MATERIAL PROVIDED —
________

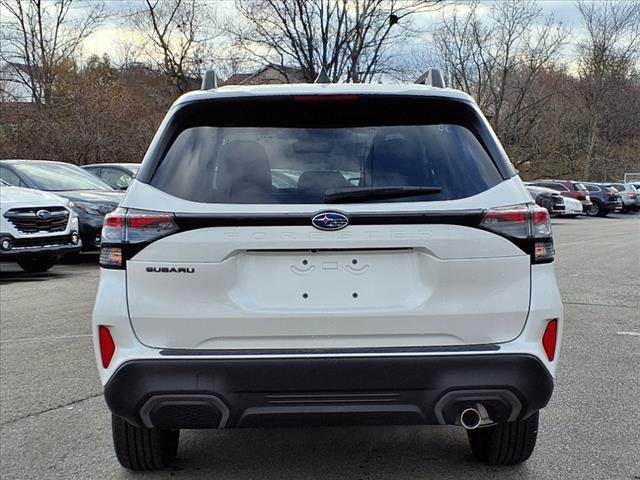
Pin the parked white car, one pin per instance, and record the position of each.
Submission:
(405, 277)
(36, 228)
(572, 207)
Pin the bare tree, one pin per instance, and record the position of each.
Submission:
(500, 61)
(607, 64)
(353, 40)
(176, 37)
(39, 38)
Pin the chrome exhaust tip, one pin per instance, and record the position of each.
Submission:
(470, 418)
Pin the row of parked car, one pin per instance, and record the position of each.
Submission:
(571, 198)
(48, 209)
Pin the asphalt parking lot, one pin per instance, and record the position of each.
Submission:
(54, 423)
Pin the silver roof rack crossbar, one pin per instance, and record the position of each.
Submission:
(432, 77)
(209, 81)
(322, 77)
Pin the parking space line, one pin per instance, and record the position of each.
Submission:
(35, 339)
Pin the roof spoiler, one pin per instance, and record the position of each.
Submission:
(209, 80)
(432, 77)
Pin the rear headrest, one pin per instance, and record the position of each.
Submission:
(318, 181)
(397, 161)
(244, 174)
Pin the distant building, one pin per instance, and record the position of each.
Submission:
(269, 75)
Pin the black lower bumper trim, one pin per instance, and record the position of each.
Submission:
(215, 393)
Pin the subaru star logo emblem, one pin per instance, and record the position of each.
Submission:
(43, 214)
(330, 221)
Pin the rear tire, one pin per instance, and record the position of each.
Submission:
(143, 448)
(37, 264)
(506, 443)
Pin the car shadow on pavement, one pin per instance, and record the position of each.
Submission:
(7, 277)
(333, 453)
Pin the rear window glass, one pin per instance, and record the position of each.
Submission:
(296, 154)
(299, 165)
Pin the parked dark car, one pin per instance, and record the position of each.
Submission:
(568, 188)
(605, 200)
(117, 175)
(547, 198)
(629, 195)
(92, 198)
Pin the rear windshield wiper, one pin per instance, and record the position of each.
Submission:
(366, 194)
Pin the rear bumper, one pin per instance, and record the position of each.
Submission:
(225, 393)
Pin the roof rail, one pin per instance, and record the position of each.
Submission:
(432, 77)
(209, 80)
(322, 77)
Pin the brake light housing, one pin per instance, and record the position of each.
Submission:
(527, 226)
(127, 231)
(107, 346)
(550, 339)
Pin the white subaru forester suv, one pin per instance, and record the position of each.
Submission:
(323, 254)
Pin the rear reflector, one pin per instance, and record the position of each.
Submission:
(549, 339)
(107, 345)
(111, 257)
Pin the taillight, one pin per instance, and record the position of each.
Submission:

________

REQUIREMENT — Take the line with "Pin the roof rail, one" and all lines after it through the end of the records, and write them out exactly; include nothing else.

EXPECTED OUTPUT —
Pin the roof rail, one pin per instance, and record the position of each.
Submission:
(432, 77)
(209, 80)
(322, 77)
Pin the brake light housing, one pin per instance, and record the position of each.
Submission:
(527, 226)
(127, 231)
(107, 346)
(550, 339)
Pin the white subaru forester suv, one pin per instance, and record the position of each.
Submission:
(323, 254)
Pin the rear reflector, one pin per instance, and record the position of each.
Submission:
(549, 339)
(107, 345)
(111, 257)
Pin the taillight, one pin per instance, and record the position of each.
Submission:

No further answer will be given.